About this exercise: Match on the string "blowing" in the entries below and return every matching line.

(Beginning of Data for this task)

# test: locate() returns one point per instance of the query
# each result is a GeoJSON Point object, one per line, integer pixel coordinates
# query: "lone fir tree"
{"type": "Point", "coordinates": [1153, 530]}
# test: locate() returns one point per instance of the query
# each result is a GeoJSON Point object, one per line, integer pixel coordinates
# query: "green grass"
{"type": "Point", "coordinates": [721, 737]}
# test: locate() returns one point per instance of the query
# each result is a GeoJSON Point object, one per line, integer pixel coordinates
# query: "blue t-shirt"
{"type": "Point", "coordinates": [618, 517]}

(End of Data for this task)
(Beginning of Data for this task)

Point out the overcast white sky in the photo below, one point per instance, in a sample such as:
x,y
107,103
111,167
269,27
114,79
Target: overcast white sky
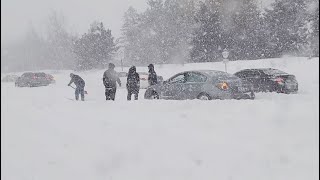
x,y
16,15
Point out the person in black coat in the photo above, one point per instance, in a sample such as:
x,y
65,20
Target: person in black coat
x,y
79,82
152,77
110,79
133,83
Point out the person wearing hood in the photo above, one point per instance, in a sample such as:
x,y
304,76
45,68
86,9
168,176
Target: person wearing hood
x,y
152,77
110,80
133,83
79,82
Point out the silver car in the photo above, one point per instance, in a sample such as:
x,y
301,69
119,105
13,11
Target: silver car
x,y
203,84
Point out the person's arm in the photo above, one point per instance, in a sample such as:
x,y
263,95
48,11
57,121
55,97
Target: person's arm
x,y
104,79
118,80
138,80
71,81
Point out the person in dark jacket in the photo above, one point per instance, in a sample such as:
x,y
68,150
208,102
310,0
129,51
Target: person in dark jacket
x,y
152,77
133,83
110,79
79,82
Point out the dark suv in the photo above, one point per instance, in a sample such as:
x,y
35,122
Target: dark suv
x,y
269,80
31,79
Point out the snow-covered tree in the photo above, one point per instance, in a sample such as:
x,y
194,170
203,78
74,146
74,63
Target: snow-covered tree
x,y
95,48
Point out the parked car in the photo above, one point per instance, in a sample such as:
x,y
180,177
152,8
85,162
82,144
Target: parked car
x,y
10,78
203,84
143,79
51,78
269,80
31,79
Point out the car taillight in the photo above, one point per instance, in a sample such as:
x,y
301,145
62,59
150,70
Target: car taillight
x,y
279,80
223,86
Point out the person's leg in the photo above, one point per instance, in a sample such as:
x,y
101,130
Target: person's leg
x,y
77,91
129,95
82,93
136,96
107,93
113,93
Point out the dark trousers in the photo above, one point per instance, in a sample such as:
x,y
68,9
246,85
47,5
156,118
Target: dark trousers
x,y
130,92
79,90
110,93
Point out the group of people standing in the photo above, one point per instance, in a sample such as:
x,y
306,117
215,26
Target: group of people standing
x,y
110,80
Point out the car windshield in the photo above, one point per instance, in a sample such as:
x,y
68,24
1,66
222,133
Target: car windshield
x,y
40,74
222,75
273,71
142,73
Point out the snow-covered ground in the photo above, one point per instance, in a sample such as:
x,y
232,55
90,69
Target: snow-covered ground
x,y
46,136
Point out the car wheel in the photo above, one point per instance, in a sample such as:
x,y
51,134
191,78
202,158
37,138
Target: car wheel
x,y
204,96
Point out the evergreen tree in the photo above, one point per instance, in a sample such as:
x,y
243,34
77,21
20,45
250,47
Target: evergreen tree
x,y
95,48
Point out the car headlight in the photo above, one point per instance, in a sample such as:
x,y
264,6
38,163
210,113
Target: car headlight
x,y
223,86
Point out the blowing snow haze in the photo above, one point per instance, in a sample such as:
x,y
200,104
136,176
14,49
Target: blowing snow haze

(End of Data for this task)

Task output:
Point out the blowing snow haze in the photo above, one point per instance, in a sample such as:
Target: blowing snow haze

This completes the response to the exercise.